(Point-based annotation data)
....
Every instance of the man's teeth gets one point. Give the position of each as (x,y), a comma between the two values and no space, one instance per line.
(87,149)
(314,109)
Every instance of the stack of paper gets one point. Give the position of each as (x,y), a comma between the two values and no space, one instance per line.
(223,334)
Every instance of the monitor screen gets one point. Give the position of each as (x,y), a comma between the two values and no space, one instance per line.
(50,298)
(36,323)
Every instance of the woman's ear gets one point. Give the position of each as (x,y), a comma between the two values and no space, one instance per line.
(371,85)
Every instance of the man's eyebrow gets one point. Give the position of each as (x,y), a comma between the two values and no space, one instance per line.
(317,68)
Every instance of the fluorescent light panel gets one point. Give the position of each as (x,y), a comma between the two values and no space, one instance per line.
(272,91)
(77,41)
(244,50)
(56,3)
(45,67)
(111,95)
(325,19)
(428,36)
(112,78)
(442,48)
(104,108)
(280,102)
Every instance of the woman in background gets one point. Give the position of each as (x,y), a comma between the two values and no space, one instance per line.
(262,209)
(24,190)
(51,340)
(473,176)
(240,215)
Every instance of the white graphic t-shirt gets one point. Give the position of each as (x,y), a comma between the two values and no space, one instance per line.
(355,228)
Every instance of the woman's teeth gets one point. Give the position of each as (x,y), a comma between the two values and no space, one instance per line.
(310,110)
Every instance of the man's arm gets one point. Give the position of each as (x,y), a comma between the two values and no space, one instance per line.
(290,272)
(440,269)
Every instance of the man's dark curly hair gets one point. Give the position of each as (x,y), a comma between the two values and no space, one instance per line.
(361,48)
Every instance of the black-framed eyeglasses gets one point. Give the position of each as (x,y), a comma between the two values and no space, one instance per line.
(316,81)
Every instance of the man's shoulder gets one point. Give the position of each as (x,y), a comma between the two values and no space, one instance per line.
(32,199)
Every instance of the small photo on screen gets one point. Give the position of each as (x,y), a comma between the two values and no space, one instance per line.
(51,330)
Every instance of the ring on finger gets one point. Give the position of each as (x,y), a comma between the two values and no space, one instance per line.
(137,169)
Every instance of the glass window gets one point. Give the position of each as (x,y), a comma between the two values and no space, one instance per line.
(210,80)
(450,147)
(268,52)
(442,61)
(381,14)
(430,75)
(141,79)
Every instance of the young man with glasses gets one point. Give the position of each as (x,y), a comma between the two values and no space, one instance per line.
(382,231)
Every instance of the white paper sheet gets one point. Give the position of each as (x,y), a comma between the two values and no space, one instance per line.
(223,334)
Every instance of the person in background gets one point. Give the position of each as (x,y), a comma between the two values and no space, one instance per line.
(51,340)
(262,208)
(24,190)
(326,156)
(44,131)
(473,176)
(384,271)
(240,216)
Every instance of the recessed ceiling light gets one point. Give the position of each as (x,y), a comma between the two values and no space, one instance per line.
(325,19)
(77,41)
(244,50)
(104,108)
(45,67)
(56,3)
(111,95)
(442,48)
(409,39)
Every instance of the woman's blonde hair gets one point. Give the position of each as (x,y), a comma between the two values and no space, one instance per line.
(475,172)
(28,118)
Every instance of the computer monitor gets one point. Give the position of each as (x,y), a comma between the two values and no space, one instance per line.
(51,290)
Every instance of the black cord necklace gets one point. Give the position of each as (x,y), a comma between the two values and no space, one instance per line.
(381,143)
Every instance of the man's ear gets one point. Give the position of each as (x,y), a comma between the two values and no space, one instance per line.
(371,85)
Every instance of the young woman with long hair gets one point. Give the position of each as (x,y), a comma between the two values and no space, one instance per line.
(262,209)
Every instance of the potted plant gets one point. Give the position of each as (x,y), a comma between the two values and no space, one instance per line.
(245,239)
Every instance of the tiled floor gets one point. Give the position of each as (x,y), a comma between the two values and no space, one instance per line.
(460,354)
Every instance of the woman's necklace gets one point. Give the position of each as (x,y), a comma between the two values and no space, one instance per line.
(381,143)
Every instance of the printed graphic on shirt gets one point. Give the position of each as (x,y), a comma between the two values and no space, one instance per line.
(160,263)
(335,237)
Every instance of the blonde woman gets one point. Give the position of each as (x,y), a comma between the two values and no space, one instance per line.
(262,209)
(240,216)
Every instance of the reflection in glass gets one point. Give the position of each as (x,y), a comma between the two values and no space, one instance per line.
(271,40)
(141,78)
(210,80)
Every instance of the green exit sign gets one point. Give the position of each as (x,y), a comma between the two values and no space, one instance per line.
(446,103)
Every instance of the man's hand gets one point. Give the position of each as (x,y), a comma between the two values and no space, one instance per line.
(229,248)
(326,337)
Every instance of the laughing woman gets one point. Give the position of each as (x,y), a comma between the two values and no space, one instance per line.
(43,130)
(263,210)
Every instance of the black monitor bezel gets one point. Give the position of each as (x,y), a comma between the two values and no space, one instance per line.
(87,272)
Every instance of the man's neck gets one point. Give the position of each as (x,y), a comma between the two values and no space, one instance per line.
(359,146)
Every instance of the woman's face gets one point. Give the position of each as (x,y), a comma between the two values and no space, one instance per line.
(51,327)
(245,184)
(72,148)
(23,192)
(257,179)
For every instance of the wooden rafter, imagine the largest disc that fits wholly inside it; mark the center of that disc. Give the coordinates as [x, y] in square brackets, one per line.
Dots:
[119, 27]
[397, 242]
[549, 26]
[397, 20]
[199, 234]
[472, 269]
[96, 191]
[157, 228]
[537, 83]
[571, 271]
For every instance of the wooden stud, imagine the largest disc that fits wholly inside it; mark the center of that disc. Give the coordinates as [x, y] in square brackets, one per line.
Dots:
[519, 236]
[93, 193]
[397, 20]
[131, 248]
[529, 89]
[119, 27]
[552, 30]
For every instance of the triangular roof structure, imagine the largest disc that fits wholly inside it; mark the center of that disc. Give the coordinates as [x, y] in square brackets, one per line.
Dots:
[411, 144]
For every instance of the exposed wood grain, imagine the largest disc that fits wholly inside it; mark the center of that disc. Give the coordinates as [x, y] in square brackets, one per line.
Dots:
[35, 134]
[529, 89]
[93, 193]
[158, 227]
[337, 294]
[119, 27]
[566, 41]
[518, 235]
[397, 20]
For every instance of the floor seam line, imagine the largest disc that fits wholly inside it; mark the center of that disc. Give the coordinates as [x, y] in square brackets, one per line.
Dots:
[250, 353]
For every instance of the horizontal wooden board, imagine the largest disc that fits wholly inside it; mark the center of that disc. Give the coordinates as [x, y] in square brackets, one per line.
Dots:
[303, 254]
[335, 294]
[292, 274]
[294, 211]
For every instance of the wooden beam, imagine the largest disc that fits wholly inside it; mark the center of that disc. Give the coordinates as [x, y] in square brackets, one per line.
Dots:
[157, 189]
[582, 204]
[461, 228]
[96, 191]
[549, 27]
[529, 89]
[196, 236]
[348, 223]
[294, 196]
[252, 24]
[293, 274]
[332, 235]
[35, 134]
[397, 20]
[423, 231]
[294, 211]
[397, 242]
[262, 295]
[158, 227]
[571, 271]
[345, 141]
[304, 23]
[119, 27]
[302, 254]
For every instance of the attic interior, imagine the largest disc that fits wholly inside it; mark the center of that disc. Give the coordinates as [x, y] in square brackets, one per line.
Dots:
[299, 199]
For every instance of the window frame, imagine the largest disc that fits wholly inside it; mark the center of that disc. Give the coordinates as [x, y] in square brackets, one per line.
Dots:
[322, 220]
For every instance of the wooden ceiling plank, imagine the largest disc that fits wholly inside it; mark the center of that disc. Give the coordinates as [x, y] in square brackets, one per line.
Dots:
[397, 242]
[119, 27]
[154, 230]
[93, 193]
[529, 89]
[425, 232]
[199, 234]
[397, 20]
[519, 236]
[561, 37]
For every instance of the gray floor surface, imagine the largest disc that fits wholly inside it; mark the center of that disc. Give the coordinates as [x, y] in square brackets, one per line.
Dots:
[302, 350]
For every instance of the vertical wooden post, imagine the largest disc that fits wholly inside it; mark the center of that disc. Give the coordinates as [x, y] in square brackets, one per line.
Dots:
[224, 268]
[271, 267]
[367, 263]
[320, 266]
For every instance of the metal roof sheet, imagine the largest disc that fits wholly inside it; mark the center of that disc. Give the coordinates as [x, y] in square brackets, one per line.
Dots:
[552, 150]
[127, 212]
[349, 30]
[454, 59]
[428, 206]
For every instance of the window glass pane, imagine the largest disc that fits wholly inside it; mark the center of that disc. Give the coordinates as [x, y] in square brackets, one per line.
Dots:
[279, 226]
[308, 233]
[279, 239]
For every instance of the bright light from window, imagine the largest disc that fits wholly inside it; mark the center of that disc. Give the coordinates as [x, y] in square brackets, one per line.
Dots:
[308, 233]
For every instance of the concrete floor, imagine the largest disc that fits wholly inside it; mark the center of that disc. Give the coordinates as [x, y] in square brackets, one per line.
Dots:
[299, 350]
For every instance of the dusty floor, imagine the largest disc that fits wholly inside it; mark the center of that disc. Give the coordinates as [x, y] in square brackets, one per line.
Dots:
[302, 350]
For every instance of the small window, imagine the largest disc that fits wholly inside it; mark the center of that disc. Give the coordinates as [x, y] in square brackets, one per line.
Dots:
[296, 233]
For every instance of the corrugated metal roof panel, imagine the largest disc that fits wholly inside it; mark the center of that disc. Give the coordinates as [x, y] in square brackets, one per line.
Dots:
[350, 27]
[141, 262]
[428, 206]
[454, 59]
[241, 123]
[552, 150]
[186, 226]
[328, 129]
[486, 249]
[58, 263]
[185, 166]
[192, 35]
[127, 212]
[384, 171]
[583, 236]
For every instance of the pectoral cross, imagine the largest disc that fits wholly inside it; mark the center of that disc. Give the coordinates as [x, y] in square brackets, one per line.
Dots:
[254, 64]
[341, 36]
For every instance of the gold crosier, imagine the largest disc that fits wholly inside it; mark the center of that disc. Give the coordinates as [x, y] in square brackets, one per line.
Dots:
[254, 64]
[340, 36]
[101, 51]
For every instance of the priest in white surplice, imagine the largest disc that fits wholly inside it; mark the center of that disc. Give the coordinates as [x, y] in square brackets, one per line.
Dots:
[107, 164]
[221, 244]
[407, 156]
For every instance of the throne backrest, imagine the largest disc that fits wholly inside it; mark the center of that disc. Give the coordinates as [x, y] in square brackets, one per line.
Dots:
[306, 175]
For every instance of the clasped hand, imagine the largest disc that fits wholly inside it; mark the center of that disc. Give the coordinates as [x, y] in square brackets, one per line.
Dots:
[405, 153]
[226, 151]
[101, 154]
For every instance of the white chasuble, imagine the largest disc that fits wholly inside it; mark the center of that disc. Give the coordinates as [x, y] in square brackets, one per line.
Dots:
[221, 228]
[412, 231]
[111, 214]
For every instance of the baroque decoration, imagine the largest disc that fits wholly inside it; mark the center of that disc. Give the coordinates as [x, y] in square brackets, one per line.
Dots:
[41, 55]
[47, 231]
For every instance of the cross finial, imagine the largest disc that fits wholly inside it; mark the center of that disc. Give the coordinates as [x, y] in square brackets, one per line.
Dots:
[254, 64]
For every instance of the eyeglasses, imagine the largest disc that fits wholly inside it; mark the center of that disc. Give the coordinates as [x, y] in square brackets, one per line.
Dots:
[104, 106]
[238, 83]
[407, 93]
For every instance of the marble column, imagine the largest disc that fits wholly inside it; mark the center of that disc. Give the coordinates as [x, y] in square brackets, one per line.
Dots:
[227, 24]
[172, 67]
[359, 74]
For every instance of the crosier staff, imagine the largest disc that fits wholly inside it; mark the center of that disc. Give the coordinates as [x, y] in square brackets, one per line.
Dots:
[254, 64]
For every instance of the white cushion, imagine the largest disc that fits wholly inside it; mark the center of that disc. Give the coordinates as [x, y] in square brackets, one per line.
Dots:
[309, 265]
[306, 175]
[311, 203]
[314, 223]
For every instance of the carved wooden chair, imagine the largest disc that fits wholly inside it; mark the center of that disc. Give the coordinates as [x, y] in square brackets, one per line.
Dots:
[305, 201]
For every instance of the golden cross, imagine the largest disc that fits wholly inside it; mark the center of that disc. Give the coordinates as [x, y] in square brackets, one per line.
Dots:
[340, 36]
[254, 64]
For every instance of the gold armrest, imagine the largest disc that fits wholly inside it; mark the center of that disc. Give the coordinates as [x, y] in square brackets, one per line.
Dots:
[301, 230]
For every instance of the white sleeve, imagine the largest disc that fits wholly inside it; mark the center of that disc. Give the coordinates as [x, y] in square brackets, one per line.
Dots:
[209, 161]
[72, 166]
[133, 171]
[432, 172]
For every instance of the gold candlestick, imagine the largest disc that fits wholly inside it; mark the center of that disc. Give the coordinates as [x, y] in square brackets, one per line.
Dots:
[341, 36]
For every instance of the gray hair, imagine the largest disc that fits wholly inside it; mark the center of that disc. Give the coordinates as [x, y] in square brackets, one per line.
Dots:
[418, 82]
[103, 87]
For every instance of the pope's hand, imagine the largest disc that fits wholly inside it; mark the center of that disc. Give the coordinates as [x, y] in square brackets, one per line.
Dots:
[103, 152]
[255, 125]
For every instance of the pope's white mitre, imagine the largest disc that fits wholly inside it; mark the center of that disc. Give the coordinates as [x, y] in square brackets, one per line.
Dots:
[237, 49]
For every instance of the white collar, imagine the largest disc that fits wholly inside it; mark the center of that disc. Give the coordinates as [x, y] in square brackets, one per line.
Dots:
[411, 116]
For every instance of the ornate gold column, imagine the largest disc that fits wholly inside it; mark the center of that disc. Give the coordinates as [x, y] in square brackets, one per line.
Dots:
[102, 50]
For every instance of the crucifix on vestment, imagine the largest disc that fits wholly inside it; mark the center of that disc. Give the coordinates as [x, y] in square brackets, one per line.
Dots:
....
Nothing but the lines from the one with "For every instance of the gold candlestick, imagine" through the end of the data above should be repeated, each exactly as it stands.

For every instance of the gold candlestick, imagine the largest disc that fits wholly inside it; mark the center of that disc. Give the coordinates as [x, y] in square brackets, one per line.
Dots:
[341, 36]
For every instance of the gray hair, imagine the largest disc that fits wholly inside it; mark the center of that disc. Give the coordinates as [x, y] in square brackets, one per line.
Dots:
[418, 82]
[103, 87]
For every instance of the pope's hand, imagine the largest disc that fits wholly inside it; mark the center of that disc. Give the coordinates as [x, y] in square brackets, one per line.
Dots:
[103, 152]
[255, 125]
For every instance of the pope's white mitre, imagine the largest disc that fits wholly inside it; mark the center of that disc. Give the coordinates as [x, y] in square brackets, one per line.
Dots:
[237, 49]
For every instance of the white collar, imagine the largest disc that fits wholly inside it; mark the center of that disc. Give the coordinates as [x, y] in square brackets, one per line.
Dots:
[411, 116]
For every instance of the ornate gold column, imagine the largest disc that fits wholly inside it; mark the center of that disc. Give the coordinates as [x, y] in square brackets, one per line.
Dots:
[102, 50]
For every instance of the crucifix on vestment, imagine the largest disc that fits wholly inside it; mark the center of that disc. Give the coordinates as [x, y] in square brackets, one per line.
Dots:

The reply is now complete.